● ACTIVITY: Leaving out only the pictures, write out all the entries exactly.

● DATASET EXCERPTS:
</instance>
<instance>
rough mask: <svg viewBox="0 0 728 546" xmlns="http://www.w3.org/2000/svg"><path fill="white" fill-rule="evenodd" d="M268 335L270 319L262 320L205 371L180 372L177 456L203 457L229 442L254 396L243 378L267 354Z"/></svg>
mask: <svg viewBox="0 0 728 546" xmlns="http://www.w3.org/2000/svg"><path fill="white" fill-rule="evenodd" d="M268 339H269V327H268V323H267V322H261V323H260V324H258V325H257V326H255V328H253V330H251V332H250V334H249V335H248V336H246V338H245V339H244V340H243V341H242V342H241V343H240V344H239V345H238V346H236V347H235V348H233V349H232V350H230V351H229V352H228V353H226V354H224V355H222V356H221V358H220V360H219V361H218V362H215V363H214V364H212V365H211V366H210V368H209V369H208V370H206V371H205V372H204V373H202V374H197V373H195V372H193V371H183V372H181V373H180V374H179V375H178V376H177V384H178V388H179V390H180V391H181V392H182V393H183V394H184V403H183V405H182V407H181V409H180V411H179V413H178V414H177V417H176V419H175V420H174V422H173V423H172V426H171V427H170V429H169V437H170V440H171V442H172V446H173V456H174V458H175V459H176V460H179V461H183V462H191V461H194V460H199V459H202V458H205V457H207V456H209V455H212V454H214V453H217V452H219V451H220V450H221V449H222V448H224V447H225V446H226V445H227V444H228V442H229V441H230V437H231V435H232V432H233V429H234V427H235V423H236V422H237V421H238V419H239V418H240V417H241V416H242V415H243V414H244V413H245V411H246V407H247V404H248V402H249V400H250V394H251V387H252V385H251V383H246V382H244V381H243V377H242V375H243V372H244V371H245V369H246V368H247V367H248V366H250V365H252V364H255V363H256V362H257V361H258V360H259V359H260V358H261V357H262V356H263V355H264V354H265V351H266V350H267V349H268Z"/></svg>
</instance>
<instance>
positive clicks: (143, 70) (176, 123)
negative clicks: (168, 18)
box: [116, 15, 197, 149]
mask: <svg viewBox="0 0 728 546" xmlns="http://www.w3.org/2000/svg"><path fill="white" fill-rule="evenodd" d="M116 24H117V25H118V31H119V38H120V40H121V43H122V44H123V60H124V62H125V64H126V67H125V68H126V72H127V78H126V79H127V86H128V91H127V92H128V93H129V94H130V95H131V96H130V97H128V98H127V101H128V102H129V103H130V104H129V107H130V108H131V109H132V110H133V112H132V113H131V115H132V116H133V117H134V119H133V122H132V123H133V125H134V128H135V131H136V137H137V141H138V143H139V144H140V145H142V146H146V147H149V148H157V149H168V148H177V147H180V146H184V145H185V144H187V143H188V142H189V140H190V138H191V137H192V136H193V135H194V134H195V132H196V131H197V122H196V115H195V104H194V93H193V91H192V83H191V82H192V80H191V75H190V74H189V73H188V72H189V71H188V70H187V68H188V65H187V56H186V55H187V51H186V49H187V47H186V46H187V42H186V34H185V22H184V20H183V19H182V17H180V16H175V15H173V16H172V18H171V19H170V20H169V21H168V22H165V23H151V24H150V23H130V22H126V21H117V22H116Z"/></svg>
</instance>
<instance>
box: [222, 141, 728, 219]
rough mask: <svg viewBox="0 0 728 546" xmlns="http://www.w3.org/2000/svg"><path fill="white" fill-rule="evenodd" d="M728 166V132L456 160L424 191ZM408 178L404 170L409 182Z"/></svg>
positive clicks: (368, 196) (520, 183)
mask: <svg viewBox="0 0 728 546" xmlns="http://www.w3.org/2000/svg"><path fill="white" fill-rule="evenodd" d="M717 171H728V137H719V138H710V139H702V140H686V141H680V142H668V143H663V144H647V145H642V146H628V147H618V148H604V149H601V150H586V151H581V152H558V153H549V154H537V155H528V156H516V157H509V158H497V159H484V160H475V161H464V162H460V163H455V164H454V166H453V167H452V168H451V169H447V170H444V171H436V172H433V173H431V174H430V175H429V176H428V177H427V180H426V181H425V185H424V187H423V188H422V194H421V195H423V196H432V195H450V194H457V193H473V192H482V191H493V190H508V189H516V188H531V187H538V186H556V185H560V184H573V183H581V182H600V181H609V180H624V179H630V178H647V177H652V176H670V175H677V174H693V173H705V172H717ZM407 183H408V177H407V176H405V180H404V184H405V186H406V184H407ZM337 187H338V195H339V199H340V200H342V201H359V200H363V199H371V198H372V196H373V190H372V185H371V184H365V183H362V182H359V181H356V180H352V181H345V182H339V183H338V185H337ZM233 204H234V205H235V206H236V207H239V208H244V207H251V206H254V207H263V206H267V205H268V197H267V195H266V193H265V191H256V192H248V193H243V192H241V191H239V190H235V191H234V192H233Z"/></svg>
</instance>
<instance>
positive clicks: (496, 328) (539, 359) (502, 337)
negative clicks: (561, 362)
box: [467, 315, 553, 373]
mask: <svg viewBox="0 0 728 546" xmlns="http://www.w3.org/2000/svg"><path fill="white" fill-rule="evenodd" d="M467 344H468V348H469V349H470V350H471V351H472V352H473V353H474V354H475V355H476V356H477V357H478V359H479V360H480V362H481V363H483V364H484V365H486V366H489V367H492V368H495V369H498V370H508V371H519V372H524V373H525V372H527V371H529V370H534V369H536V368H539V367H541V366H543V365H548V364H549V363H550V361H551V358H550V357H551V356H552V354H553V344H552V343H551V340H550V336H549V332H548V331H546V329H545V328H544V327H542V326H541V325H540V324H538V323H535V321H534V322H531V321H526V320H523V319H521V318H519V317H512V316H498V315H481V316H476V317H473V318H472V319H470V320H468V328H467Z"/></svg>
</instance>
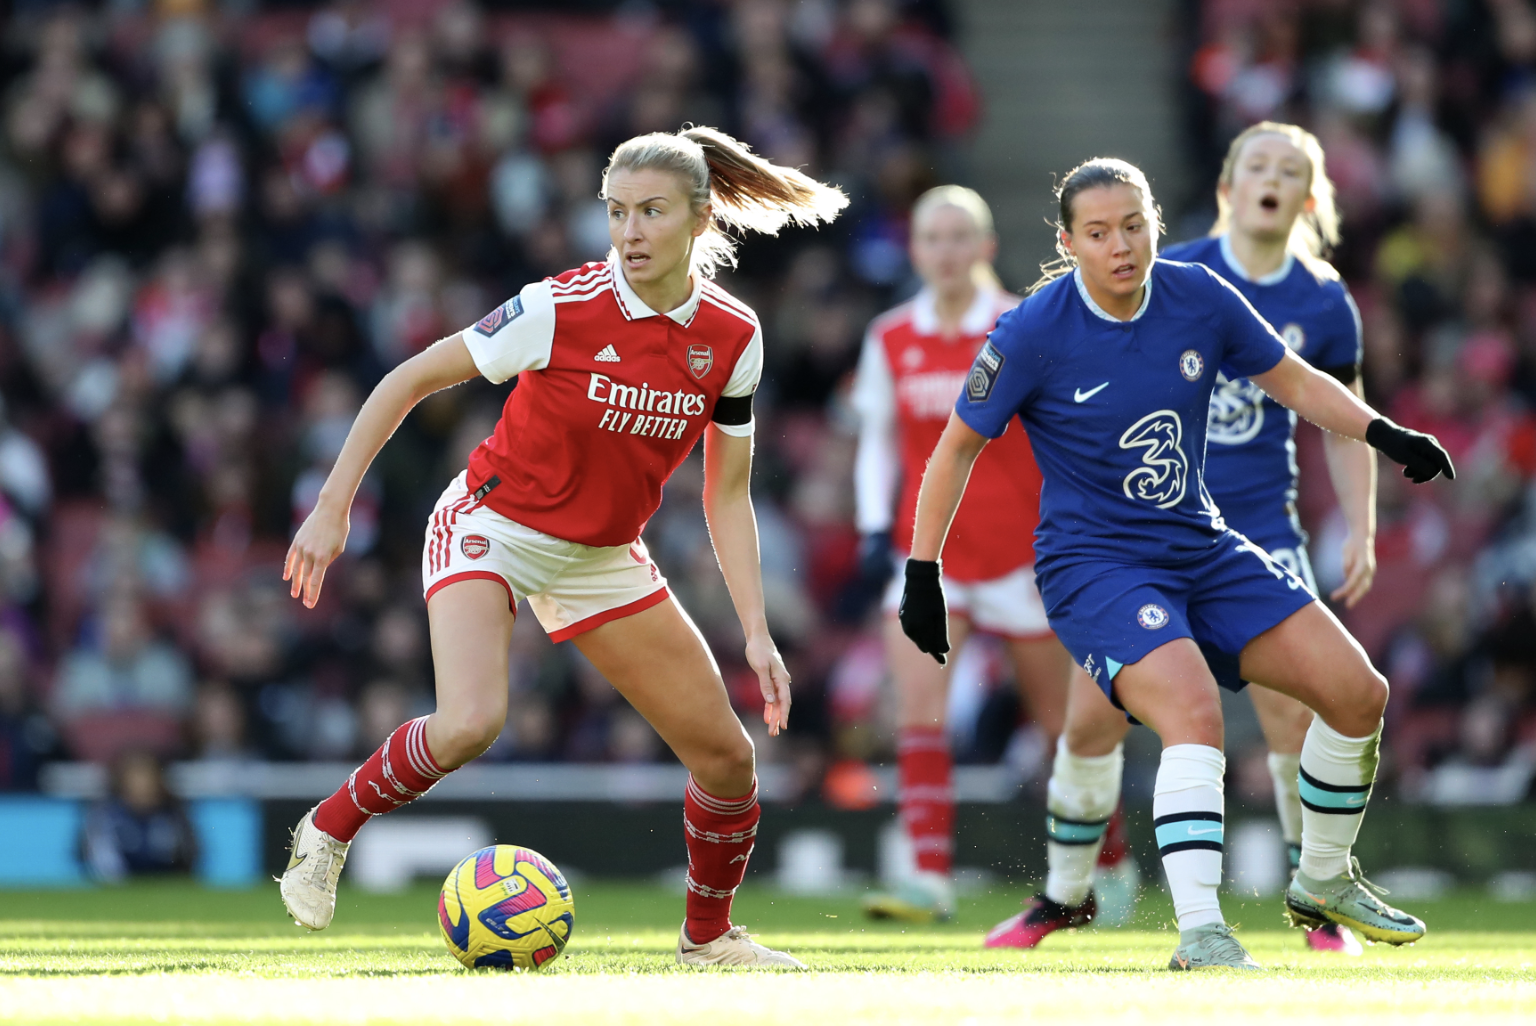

● SOLUTION FOR THIS PROBLEM:
</instance>
<instance>
rough mask: <svg viewBox="0 0 728 546" xmlns="http://www.w3.org/2000/svg"><path fill="white" fill-rule="evenodd" d="M268 335L270 319L262 320L205 371L180 372L177 456L203 457L229 442L254 396L243 378L267 354Z"/></svg>
mask: <svg viewBox="0 0 728 546" xmlns="http://www.w3.org/2000/svg"><path fill="white" fill-rule="evenodd" d="M268 339H269V327H268V323H267V322H261V323H260V324H258V325H257V326H255V328H253V330H251V332H250V334H249V335H248V336H246V338H245V339H244V340H243V341H242V342H241V343H240V344H239V345H238V346H236V347H235V348H233V349H232V350H230V351H229V352H228V353H226V354H224V355H222V356H221V358H220V360H219V361H218V362H215V363H214V364H212V365H211V366H210V368H209V369H208V370H206V371H205V372H204V373H202V374H197V373H195V372H193V371H183V372H181V373H180V374H179V375H178V376H177V384H178V388H179V390H180V391H181V392H182V393H183V394H184V403H183V405H182V407H181V409H180V411H179V413H178V414H177V417H176V419H175V420H174V422H173V423H172V426H171V427H170V429H169V437H170V440H171V442H172V446H173V456H174V458H175V459H176V460H179V461H183V462H191V461H194V460H199V459H202V458H205V457H207V456H209V455H212V454H214V453H217V452H219V451H220V450H221V449H222V448H224V447H225V446H226V445H227V444H228V442H229V441H230V437H231V435H232V432H233V429H234V427H235V423H236V422H237V421H238V419H239V418H240V417H241V416H242V415H243V414H244V413H245V411H246V407H247V404H248V402H249V400H250V394H251V387H252V385H251V383H246V382H244V381H243V377H242V375H243V372H244V371H245V369H246V368H247V367H248V366H250V365H252V364H255V363H256V362H257V361H258V360H259V359H260V358H261V357H262V356H263V355H264V354H265V351H266V350H267V349H268Z"/></svg>
</instance>
<instance>
positive clicks: (143, 70) (176, 123)
negative clicks: (168, 18)
box: [116, 15, 197, 149]
mask: <svg viewBox="0 0 728 546" xmlns="http://www.w3.org/2000/svg"><path fill="white" fill-rule="evenodd" d="M116 24H117V25H118V31H119V38H120V40H121V43H122V44H123V60H124V62H125V64H126V67H125V68H126V72H127V78H126V79H127V86H128V91H127V92H128V93H129V94H130V95H131V96H130V97H128V98H127V101H128V102H129V103H130V104H129V107H130V108H131V109H132V110H133V112H132V113H131V115H132V116H133V117H134V119H133V122H132V123H133V125H134V128H135V131H136V137H137V141H138V143H139V144H140V145H142V146H146V147H149V148H157V149H168V148H177V147H180V146H184V145H185V144H187V143H188V142H189V140H190V138H191V137H192V136H193V135H194V134H195V132H196V131H197V122H196V115H195V104H194V93H193V91H192V83H191V82H192V80H191V75H190V74H189V73H188V72H189V71H188V70H187V68H188V65H187V56H186V55H187V51H186V49H187V47H186V46H187V42H186V34H185V22H184V20H183V19H182V17H180V16H175V15H173V16H172V18H171V19H170V20H169V21H168V22H165V23H151V24H150V23H130V22H126V21H117V22H116Z"/></svg>
</instance>
<instance>
box: [222, 141, 728, 219]
rough mask: <svg viewBox="0 0 728 546" xmlns="http://www.w3.org/2000/svg"><path fill="white" fill-rule="evenodd" d="M728 166V132L456 160L424 191ZM408 178L404 170L409 182Z"/></svg>
positive clicks: (368, 196) (520, 183)
mask: <svg viewBox="0 0 728 546" xmlns="http://www.w3.org/2000/svg"><path fill="white" fill-rule="evenodd" d="M717 171H728V137H719V138H710V139H702V140H686V141H680V142H668V143H663V144H647V145H642V146H628V147H618V148H604V149H601V150H586V151H581V152H558V153H549V154H537V155H528V156H516V157H509V158H497V159H484V160H475V161H464V162H460V163H455V164H454V166H453V167H452V168H451V169H447V170H444V171H436V172H433V173H431V174H430V175H429V176H428V177H427V180H426V181H425V185H424V187H423V188H422V194H421V195H423V196H432V195H450V194H457V193H473V192H482V191H493V190H508V189H516V188H531V187H538V186H556V185H560V184H573V183H581V182H600V181H609V180H624V179H630V178H647V177H652V176H670V175H677V174H693V173H705V172H717ZM407 183H408V177H407V176H405V180H404V184H405V186H406V184H407ZM337 187H338V195H339V199H340V200H342V201H359V200H363V199H371V198H372V196H373V190H372V185H371V184H365V183H362V182H359V181H356V180H352V181H345V182H339V183H338V185H337ZM233 204H234V205H235V206H236V207H239V208H244V207H251V206H254V207H263V206H267V205H268V197H267V195H266V193H265V191H256V192H248V193H243V192H241V191H239V190H235V191H234V192H233Z"/></svg>
</instance>
<instance>
positive clicks: (496, 328) (539, 359) (502, 337)
negative clicks: (561, 362)
box: [467, 315, 553, 373]
mask: <svg viewBox="0 0 728 546" xmlns="http://www.w3.org/2000/svg"><path fill="white" fill-rule="evenodd" d="M467 344H468V348H469V349H470V350H471V351H472V352H473V353H474V354H475V355H476V356H477V357H478V359H479V360H480V362H481V363H483V364H484V365H486V366H489V367H492V368H495V369H498V370H508V371H519V372H524V373H525V372H527V371H529V370H534V369H536V368H539V367H541V366H543V365H548V364H549V363H550V361H551V358H550V357H551V356H552V354H553V344H552V343H551V340H550V336H549V332H548V331H546V329H545V328H544V327H542V326H541V325H540V324H538V323H535V321H534V322H531V321H526V320H523V319H521V318H519V317H512V316H498V315H481V316H476V317H473V318H472V319H470V320H468V328H467Z"/></svg>
</instance>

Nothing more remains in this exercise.